**DATA ROWS:**
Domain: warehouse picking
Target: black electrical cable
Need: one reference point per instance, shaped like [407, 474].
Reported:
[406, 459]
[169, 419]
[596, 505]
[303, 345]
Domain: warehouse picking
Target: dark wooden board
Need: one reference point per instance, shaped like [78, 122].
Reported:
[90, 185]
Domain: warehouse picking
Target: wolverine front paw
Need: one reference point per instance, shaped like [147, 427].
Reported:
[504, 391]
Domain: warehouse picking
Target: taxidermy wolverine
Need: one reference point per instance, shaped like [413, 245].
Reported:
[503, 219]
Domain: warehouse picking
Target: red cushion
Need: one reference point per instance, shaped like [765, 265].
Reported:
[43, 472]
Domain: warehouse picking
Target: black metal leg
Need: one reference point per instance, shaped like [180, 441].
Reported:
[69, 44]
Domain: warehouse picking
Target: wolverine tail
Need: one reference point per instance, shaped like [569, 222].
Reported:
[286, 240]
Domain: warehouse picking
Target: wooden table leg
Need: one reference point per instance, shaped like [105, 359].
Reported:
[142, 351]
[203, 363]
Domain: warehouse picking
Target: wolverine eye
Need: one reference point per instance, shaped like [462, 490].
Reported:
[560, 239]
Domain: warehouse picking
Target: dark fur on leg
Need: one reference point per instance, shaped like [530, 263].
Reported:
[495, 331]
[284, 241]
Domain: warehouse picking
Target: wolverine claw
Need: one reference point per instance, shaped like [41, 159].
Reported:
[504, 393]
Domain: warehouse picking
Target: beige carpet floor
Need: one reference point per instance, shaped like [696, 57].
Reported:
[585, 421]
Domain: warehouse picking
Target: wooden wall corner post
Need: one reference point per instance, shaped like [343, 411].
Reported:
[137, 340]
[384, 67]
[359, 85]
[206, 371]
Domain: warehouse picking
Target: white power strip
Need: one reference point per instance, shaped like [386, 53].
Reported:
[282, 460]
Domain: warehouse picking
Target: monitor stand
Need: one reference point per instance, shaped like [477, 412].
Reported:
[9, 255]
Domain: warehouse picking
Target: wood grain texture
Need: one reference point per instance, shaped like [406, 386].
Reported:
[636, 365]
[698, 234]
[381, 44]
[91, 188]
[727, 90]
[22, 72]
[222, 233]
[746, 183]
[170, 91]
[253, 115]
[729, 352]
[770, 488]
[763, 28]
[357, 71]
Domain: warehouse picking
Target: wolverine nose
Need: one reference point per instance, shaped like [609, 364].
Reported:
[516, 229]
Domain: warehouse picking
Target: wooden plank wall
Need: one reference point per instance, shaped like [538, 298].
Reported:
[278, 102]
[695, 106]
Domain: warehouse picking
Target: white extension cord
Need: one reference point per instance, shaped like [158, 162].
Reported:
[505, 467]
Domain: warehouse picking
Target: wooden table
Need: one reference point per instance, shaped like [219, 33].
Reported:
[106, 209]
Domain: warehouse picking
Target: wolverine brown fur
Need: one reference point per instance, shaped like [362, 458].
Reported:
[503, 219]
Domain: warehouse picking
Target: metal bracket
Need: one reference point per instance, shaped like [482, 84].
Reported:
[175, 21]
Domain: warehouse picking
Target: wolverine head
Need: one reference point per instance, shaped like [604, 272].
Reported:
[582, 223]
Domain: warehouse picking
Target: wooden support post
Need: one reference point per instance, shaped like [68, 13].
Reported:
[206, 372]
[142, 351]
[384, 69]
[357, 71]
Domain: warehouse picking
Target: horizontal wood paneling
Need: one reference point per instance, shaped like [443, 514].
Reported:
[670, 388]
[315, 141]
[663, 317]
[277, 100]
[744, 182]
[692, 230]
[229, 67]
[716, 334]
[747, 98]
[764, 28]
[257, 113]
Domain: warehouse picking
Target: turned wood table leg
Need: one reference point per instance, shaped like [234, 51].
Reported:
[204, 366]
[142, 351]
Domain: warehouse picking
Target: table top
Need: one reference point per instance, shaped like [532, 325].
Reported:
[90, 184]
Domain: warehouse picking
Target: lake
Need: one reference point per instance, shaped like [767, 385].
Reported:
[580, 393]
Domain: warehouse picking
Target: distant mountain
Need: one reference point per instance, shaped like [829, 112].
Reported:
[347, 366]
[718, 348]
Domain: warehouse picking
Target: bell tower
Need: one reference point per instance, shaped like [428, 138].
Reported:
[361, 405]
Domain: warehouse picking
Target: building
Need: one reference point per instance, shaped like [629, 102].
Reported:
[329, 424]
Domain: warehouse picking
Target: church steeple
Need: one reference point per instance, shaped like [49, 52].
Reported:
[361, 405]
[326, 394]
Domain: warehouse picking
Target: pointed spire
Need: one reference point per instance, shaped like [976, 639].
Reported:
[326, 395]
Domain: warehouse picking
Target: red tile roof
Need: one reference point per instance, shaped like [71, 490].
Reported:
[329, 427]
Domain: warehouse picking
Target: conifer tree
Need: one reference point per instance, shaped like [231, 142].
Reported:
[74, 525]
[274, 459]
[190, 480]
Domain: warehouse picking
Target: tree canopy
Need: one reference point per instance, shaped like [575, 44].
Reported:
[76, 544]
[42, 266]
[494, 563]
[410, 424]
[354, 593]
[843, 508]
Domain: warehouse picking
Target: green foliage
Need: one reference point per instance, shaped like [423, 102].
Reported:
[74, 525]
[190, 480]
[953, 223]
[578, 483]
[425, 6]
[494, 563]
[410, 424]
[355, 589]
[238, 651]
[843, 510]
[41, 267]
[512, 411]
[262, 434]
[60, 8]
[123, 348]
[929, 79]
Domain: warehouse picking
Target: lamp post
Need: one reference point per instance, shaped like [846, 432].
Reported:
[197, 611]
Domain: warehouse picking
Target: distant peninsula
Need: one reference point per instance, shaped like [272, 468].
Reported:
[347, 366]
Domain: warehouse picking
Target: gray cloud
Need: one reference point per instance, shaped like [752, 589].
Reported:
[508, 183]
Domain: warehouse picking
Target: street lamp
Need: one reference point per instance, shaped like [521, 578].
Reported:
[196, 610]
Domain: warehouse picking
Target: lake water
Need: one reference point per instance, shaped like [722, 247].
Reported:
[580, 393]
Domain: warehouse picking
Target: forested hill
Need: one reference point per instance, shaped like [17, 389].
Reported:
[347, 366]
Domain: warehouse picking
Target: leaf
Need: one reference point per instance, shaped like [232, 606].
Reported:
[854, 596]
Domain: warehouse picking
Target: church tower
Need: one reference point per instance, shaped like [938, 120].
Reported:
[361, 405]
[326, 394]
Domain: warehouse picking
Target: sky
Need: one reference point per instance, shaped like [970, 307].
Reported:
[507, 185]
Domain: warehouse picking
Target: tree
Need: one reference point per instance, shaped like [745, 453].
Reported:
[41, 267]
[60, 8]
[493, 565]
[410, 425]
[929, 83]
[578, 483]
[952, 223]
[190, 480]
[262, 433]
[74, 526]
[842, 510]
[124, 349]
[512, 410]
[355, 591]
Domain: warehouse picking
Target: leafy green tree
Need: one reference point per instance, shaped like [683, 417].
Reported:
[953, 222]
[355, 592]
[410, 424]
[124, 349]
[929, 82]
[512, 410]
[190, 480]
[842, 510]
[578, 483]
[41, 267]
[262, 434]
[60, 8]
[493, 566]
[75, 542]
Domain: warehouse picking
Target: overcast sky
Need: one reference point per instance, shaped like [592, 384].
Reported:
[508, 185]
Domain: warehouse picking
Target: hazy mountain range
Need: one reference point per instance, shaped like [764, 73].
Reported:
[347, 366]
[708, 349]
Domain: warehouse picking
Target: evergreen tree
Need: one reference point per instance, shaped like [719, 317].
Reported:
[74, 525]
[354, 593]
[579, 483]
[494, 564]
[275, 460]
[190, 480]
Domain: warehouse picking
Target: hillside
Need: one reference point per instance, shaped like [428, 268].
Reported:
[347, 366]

**YOUR OBJECTIVE:** All of the data shown above must be copied exactly.

**ANSWER TO THIS PROBLEM:**
Domain: warehouse picking
Target: black electrical cable
Need: one reference point per instance, shaped like [407, 474].
Reported:
[406, 459]
[169, 419]
[596, 505]
[303, 345]
Domain: warehouse picking
Target: dark wooden board
Need: one reference point per instance, shaped like [78, 122].
Reported:
[90, 185]
Domain: warehouse picking
Target: wolverine front paw
Need: one reference point per instance, shaped like [147, 427].
Reported:
[504, 391]
Domain: warehouse picking
Target: taxidermy wolverine
Need: one reference point per instance, shaped like [413, 245].
Reported:
[503, 219]
Domain: warehouse picking
Target: red cushion
Need: one reference point per instance, shaped like [765, 265].
Reported:
[43, 472]
Domain: warehouse picking
Target: black metal leg
Need: one reference point per instance, shaped like [180, 441].
Reported:
[69, 44]
Domain: warehouse picking
Target: wolverine tail
Need: one reference point per instance, shaped like [569, 222].
Reported:
[286, 240]
Domain: warehouse picking
Target: wooden table leg
Need: one reference point per instance, shaped like [105, 359].
Reported:
[142, 351]
[203, 363]
Domain: warehouse picking
Target: wolverine eye
Need: one reference point per instance, shaped like [462, 490].
Reported:
[560, 239]
Domain: warehouse picking
Target: dark fur on leg
Need: one reference point per instance, shaped like [530, 263].
Reported:
[495, 331]
[284, 241]
Domain: warehouse picking
Target: wolverine claw
Need: one reference point per instance, shaped like [41, 159].
Reported:
[504, 393]
Domain: warehouse picking
Target: beige carpet floor
Need: one reference point per instance, shaped like [696, 57].
Reported:
[585, 421]
Domain: warehouse picking
Target: wooden wall corner post
Need: one reference point per instance, shaped like [343, 411].
Reported:
[137, 340]
[384, 67]
[359, 85]
[206, 371]
Domain: warehouse picking
Target: white power strip
Need: one reference point per instance, shaped like [386, 53].
Reported:
[282, 460]
Domain: warehouse picking
Target: monitor stand
Need: one reference point per instance, shaped like [477, 412].
Reported:
[9, 255]
Domain: warehouse picking
Target: wood grain texture
Need: one reference point per instance, shaped like [406, 386].
Reported:
[636, 365]
[698, 234]
[381, 44]
[91, 188]
[727, 90]
[22, 72]
[222, 233]
[746, 183]
[170, 91]
[253, 115]
[729, 352]
[770, 488]
[763, 28]
[357, 71]
Domain: warehouse picking
Target: wolverine nose
Need: one reference point per instance, shaped like [609, 364].
Reported:
[516, 229]
Domain: warehouse picking
Target: wooden plank wall
Need: one reference point per instance, shaped like [538, 298].
Reported:
[278, 102]
[695, 106]
Domain: warehouse picking
Target: white extension cord
Need: one reference point per instance, shaped like [158, 162].
Reported:
[505, 467]
Domain: warehouse picking
Target: wooden table
Need: one reference point per instance, shaped like [219, 33].
Reported:
[106, 209]
Domain: warehouse picking
Target: wolverine brown fur
Need: one reference point per instance, shaped like [362, 458].
Reported:
[503, 219]
Domain: warehouse picking
Target: metal bracket
Need: one reference point per instance, shaped like [482, 84].
Reported:
[175, 21]
Domain: warehouse picking
Target: wolverine head
Need: one reference point per instance, shaped like [604, 272].
Reported:
[582, 223]
Domain: warehouse picking
Target: wooden support post
Need: one reference point per instance, shaped like [68, 13].
Reported:
[206, 372]
[142, 351]
[384, 69]
[357, 71]
Domain: warehouse picking
Target: horizontal wood paneling
Need: one reference point per instance, shaped like [443, 514].
Reported:
[670, 388]
[315, 141]
[663, 317]
[277, 100]
[744, 182]
[692, 230]
[229, 67]
[716, 334]
[747, 98]
[764, 28]
[257, 113]
Domain: warehouse picking
Target: turned wood table leg
Need: one reference point per instance, shaped like [234, 51].
Reported:
[204, 366]
[142, 351]
Domain: warehouse picking
Target: table top
Need: one reference point per instance, shaped like [532, 325].
Reported:
[90, 184]
Domain: warehouse picking
Target: lake
Need: one reference point per instance, shaped like [767, 385].
Reported:
[580, 393]
Domain: warehouse picking
Target: distant mountain
Need: one reference point per instance, shaped like [829, 112].
Reported:
[347, 366]
[718, 348]
Domain: warehouse picking
Target: bell tower
Need: one reference point per instance, shaped like [428, 138].
Reported:
[361, 405]
Domain: warehouse picking
Target: building
Need: one reference point per instance, shaped like [629, 102].
Reported:
[329, 424]
Domain: warehouse picking
Target: church steeple
Need: one reference point per instance, shaped like [49, 52].
Reported:
[361, 405]
[326, 394]
Domain: warehouse picking
Target: pointed spire
Need: one reference point per instance, shaped like [976, 639].
Reported:
[326, 395]
Domain: warehouse picking
Target: red tile roof
Need: one reference point per instance, shaped like [71, 490].
Reported:
[329, 427]
Domain: warehouse picking
Target: conifer tree
Need: one reference point per instance, shaped like [231, 142].
Reported:
[74, 525]
[274, 459]
[190, 480]
Domain: warehouse picking
Target: tree canopy
Need: one reference point per instance, shaped like [575, 44].
Reported:
[76, 544]
[42, 266]
[494, 563]
[410, 424]
[354, 593]
[843, 508]
Domain: warehouse picking
Target: green foliage
Need: one reference point per instance, shaped like [423, 102].
Reported:
[74, 525]
[190, 480]
[953, 223]
[578, 483]
[425, 6]
[494, 563]
[410, 424]
[355, 589]
[238, 651]
[843, 510]
[41, 267]
[512, 411]
[262, 434]
[60, 8]
[123, 348]
[929, 79]
Domain: warehouse picking
Target: lamp post
Need: one reference point per instance, shaped like [846, 432].
Reported:
[197, 611]
Domain: warehouse picking
Target: distant peninsula
Need: one reference point per instance, shaped like [272, 468].
Reported:
[347, 366]
Domain: warehouse picking
Target: gray cloud
Need: one reference point per instance, shaped like [752, 589].
Reported:
[508, 183]
Domain: warehouse picking
Target: street lamp
Need: one reference point per instance, shaped like [521, 578].
Reported:
[196, 610]
Domain: warehouse picking
Target: lake water
Need: one reference point per instance, shaped like [722, 247].
Reported:
[580, 393]
Domain: warehouse picking
Target: forested hill
Need: one reference point per instance, shaped like [17, 389].
Reported:
[347, 366]
Domain: warehouse picking
Target: leaf
Need: one reference point per instance, shaped like [232, 606].
Reported:
[854, 596]
Domain: warehouse picking
Target: church tower
Need: one reference point per instance, shaped like [938, 120].
Reported:
[361, 405]
[326, 394]
Domain: warehouse picking
Target: sky
Need: one reference point per instance, shaped like [970, 307].
Reported:
[507, 185]
Domain: warehouse picking
Target: tree
Need: one reference point per instance, shaped like [745, 453].
Reported:
[41, 267]
[60, 8]
[493, 565]
[410, 425]
[929, 83]
[578, 483]
[952, 223]
[190, 480]
[262, 433]
[74, 526]
[842, 510]
[124, 349]
[512, 410]
[355, 591]
Domain: warehouse picking
Target: leafy green tree
Need: one reference point per instance, shaped like [683, 417].
Reported:
[953, 222]
[355, 592]
[410, 424]
[124, 349]
[929, 82]
[512, 410]
[190, 480]
[842, 510]
[578, 483]
[41, 267]
[262, 434]
[60, 8]
[493, 566]
[75, 542]
Domain: warehouse picking
Target: overcast sky
Need: one reference point per instance, shaped like [592, 384].
Reported:
[508, 185]
Domain: warehouse picking
Target: hazy mountain range
Need: one reference point per instance, shaped like [764, 73].
Reported:
[347, 366]
[708, 349]
Domain: warehouse picking
Target: evergreen tree
Need: one reference point per instance, shaped like [719, 317].
Reported:
[74, 525]
[354, 593]
[579, 483]
[494, 564]
[275, 460]
[190, 480]
Domain: warehouse picking
Target: hillside
Need: one reference point per instance, shaped like [428, 268].
Reported:
[347, 366]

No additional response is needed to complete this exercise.